_TASK REQUIREMENTS:_ The lines to be copied run from the one containing "I would be grateful if you could indicate the knit" to the end of the material below; reproduce them exactly, including both ends, and nothing more.

------------------------------------

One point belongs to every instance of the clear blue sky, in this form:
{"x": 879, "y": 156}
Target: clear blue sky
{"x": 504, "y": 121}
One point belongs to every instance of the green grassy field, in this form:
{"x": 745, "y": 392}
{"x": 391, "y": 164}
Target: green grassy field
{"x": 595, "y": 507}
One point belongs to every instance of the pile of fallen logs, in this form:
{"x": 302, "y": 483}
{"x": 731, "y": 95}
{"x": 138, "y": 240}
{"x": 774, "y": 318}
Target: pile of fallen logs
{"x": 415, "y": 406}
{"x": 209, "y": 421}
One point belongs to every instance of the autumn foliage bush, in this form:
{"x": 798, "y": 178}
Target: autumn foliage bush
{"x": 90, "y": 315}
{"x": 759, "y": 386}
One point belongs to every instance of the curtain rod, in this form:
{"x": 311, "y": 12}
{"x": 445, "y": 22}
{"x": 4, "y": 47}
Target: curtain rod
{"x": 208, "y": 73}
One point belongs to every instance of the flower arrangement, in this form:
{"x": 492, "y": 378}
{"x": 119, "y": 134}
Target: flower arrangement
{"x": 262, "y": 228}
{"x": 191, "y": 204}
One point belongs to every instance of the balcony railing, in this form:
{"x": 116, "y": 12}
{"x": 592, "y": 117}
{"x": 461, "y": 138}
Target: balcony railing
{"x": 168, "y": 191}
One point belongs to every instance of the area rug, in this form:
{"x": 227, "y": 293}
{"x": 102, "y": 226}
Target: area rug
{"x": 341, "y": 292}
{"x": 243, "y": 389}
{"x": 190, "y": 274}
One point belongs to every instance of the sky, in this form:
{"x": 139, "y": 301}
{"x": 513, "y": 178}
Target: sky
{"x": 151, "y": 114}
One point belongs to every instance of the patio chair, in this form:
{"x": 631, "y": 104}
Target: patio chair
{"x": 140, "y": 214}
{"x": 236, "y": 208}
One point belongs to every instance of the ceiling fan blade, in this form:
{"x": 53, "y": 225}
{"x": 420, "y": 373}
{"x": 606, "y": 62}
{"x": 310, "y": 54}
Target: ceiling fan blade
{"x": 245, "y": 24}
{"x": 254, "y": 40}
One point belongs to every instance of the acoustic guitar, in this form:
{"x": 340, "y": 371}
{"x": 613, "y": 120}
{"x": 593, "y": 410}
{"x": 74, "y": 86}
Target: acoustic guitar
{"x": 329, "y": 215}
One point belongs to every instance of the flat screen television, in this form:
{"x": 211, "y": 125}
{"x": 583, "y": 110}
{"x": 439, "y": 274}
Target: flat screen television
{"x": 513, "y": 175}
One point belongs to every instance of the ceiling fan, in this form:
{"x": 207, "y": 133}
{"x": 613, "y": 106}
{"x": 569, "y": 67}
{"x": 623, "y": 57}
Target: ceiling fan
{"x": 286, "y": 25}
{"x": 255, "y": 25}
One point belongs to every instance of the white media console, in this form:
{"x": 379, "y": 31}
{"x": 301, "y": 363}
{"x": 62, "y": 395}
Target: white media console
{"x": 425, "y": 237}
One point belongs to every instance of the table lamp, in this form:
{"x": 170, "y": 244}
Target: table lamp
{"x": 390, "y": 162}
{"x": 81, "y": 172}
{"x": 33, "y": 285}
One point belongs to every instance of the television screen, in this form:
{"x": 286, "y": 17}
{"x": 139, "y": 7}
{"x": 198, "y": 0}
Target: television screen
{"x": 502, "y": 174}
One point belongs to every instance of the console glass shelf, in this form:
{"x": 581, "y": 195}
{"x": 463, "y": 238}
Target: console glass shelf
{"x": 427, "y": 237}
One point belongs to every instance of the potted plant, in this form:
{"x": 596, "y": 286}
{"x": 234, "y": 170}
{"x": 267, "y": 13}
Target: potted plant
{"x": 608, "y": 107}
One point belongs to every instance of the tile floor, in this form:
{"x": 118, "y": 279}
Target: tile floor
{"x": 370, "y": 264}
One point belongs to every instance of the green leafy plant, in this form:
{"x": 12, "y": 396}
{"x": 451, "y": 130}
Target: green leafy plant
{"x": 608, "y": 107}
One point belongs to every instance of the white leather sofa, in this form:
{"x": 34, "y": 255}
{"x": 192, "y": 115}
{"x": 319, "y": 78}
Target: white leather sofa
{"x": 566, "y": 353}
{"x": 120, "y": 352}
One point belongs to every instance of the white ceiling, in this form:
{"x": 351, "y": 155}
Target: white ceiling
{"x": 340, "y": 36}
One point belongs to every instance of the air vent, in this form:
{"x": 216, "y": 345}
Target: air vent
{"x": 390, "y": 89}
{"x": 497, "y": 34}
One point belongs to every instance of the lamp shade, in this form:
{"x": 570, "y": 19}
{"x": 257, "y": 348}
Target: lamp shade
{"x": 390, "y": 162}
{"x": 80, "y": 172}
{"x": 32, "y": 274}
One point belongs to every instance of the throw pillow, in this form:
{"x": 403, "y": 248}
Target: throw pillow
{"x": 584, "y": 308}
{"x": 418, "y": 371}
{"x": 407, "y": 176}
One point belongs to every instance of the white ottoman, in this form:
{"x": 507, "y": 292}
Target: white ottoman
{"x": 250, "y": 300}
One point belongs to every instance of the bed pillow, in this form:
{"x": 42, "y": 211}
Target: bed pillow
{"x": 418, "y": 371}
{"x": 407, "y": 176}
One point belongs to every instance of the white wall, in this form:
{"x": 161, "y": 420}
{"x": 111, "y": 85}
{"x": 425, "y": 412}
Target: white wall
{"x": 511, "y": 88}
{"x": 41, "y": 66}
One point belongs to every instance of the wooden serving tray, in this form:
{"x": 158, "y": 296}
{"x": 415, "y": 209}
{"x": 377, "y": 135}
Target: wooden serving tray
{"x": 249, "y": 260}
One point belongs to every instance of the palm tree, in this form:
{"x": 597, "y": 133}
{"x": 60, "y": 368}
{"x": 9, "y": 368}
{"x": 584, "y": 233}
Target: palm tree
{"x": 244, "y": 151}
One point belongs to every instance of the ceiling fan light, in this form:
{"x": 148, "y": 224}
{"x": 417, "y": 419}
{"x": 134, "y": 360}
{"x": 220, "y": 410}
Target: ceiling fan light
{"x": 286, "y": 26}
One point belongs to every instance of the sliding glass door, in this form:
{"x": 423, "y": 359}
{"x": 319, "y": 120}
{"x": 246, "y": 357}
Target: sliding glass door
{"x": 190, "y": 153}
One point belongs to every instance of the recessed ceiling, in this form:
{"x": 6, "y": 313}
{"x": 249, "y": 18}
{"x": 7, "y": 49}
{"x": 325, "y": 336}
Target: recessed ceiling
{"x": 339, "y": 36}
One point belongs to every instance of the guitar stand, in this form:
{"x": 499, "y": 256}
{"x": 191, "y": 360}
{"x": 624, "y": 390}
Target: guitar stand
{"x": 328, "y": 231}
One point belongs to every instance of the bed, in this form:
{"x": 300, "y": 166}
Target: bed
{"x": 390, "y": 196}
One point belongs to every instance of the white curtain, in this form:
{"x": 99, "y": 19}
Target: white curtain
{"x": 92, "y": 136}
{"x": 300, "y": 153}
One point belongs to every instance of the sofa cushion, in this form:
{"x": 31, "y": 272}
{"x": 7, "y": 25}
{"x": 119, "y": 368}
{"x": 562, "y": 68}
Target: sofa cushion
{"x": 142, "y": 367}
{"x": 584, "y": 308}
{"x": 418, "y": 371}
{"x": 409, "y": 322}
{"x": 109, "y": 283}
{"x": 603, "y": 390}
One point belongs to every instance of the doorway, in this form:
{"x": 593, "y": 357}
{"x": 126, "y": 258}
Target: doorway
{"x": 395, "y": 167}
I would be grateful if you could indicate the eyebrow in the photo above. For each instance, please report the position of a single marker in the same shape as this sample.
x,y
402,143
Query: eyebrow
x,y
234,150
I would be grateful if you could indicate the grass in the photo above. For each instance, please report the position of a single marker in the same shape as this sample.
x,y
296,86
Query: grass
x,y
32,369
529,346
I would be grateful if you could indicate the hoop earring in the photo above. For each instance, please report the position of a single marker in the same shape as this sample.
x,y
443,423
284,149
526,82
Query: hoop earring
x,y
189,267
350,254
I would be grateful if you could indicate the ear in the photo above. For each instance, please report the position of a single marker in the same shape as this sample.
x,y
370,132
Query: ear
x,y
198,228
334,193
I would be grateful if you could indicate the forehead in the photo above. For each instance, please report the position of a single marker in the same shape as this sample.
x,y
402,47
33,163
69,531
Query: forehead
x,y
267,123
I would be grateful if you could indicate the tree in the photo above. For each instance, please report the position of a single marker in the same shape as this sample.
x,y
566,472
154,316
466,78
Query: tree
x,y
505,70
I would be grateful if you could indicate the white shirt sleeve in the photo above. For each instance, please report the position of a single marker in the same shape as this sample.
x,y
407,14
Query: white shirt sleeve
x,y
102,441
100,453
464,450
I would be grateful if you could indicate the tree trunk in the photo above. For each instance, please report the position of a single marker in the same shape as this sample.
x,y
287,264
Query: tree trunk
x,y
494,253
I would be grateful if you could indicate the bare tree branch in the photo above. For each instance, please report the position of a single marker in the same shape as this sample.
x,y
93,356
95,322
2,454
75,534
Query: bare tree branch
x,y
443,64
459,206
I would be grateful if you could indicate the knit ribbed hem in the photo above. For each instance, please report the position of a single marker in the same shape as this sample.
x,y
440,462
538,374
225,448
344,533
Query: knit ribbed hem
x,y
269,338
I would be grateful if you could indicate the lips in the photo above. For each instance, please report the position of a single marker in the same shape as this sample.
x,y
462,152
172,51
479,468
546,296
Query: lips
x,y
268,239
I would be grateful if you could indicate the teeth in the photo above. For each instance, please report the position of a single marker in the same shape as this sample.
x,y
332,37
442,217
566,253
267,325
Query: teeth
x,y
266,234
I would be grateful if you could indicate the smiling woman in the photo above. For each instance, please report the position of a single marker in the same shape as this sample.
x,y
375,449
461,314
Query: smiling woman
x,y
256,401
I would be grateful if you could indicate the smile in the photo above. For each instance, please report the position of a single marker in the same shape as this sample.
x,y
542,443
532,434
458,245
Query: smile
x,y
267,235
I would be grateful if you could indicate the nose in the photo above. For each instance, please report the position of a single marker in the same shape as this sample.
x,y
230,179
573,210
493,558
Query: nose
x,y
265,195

------------------------------------

_CORRECT RESPONSE:_
I would be grateful if you could indicate the knit ribbed hem in the photo above. For each instance, please report the position of a single marker in the same shape as this sample.
x,y
440,462
538,374
225,448
344,533
Query: knit ribbed hem
x,y
269,338
I would be grateful if you could indicate the lips in the photo above. For each instance, please report the position of a single marker in the same shape as this sample.
x,y
462,152
172,51
479,468
546,296
Query: lips
x,y
268,239
I would be grateful if you could indicate the teeth in the photo above. For each instance, please report the position of a single marker in the same shape as this sample.
x,y
332,37
442,217
566,253
267,325
Query: teeth
x,y
266,234
I would be grateful if you could indicate the smiling woman in the photo above. For each instance, please report the position of a single marker in the same shape as this sample.
x,y
375,449
461,314
Query: smiling woman
x,y
256,401
I would be grateful if you could indicate the smile in the photo above. For each instance, please report the position of a single marker in the same shape as this sample.
x,y
542,443
532,434
458,245
Query: smile
x,y
267,235
I would be grateful if you could indicate the nose in the photo above. For each instance, please report the position of a single marker in the same shape as this sample.
x,y
230,179
573,210
493,558
Query: nose
x,y
265,195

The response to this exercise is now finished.